● **GOAL**:
Return all of the entries exactly as written.

● **Source records**:
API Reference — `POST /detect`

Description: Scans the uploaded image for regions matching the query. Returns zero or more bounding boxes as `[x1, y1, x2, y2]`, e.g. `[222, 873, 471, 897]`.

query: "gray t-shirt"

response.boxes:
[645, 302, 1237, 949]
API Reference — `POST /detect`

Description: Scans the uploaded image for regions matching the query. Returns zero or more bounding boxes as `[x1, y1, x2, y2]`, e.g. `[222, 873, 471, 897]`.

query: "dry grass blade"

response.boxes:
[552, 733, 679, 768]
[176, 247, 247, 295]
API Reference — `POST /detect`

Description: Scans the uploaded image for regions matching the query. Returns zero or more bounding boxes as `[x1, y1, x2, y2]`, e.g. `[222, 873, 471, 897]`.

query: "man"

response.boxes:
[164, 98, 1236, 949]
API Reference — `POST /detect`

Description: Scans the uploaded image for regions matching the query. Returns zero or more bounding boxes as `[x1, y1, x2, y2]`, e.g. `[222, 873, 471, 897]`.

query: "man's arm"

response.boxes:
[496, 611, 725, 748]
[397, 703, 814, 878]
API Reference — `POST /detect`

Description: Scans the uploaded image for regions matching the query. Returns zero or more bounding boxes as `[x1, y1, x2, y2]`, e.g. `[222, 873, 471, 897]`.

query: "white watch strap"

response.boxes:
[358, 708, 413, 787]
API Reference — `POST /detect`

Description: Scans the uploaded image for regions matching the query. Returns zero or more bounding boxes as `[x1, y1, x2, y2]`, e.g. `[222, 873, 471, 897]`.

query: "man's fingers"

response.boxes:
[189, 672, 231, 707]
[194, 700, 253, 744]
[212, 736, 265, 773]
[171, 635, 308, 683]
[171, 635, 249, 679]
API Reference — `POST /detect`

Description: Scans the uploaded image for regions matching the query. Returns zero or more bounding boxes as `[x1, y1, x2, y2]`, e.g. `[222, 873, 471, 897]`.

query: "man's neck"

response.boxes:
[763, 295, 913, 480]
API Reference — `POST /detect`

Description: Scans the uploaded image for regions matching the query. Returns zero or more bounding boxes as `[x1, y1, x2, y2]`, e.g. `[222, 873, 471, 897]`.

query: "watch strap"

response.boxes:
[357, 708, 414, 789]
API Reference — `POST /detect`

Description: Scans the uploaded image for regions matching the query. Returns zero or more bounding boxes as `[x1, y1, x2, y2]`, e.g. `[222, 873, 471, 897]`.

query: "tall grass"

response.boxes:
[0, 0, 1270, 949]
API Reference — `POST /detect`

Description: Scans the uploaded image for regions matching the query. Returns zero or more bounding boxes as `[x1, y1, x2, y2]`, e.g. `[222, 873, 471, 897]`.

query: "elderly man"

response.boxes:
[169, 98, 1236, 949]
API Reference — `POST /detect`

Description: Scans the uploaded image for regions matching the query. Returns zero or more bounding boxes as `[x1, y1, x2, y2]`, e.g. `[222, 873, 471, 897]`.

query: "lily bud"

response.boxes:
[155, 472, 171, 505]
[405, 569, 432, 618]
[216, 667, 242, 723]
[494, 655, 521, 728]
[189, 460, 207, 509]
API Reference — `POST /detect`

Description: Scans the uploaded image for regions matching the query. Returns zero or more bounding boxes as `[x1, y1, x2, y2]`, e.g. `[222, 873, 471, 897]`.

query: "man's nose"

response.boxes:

● **THE OUTPUT**:
API Reference — `POST /detect`

Description: Scans the uploaded image for regions matching the query. Returns zero or more bounding boxes as `[x1, y1, x2, y2]`, e.g. `[222, 873, 471, 897]`.

query: "gray t-shirt"

response.boxes:
[645, 302, 1237, 949]
API Reference — `POST /detect`

Description: Scans the uploaded image for regions matching the query. Returns zero or more bounding boxes as `[x1, y1, x2, y2]`, e.g. `[222, 873, 471, 897]`.

query: "dry grass blade"

response.boxes:
[552, 733, 679, 768]
[176, 247, 247, 295]
API Reference — `POST /detect`

Description: Scans the uploaded image for regions matching the query. Returns zero or more bounding boxes as `[x1, y1, x2, y2]`, e.g. `[222, 873, 471, 897]`.

query: "man"

response.boxes:
[164, 98, 1236, 949]
API Reference — `POST /detect`

Description: Scans the uploaded image for regions matching the query. Returns zero or more bounding boxes as `[x1, y1, x2, y2]`, e.g. `[222, 873, 471, 897]`.

query: "man's arm"

response.boxes:
[496, 611, 725, 748]
[397, 703, 814, 878]
API Reference — `POST /detect`

Description: Scans the uploaded image for regions matching the query. Returns zero or more bounding boxes as `[x1, y1, x2, y2]`, e.g. `[222, 873, 471, 897]`.

query: "white watch strap"

response.boxes:
[358, 708, 413, 787]
API Reference — `POST /detect`

Description: Scans the uploaded image for regions matching the query. Returns zero or more bounding boxes as `[x1, y1, x2, y2]`, e.g. `[222, 873, 471, 897]`.

query: "man's fingers"

response.boxes:
[189, 672, 231, 707]
[194, 700, 253, 744]
[212, 736, 265, 773]
[171, 635, 308, 683]
[171, 635, 249, 679]
API Reference — `POST /detect`

Description: Scans the uploaded image for regions matching the query. Returns zero or more bounding boxes as `[x1, y1, x2, y2]`, e.g. `[222, 873, 471, 897]`.

query: "man's neck"

response.boxes:
[763, 295, 913, 480]
API Reference — `POST /detect`

Description: Scans the uploaded image for regions matching the query. Returns zero or more bounding boxes as `[x1, y1, x2, y2]`, e.g. `[222, 873, 471, 897]`.

query: "watch strap"

response.boxes:
[357, 708, 414, 789]
API Reference — `POST /detect`

Description: Scans the uploaded image for regions matching the query. Returns zero or more bounding boxes as `[x1, y1, x2, y2]`, e.g. `[222, 873, 471, 897]`.

query: "tall grass"

response.boxes:
[0, 0, 1270, 949]
API Reference — `POST /detect`

Description: Scans the uploaded image for regions matching the query. Returns zero or more bounding boxes as `[x1, y1, x2, y2]`, e.g. `[222, 873, 471, 897]`.

query: "elderly man"

response.boxes:
[169, 98, 1236, 949]
API Reference — `POST /detect`

Description: Scans the uploaded image for regions matching the query. Returns zero or more bounding boxes as `[x1, y1, x2, y2]`, e.g. `[222, 873, 471, 897]`.

query: "lily bud"

response.boxes:
[155, 472, 171, 505]
[405, 569, 432, 618]
[216, 667, 242, 723]
[494, 655, 521, 728]
[189, 460, 207, 509]
API Reference — `POST /detect`

Description: Scans the uploaded image for regions matching the query. Returns zero or more bounding boxes as `[x1, y1, x2, y2]`, e.g. `[222, 873, 471, 897]`.

query: "man's nose"

response.boxes:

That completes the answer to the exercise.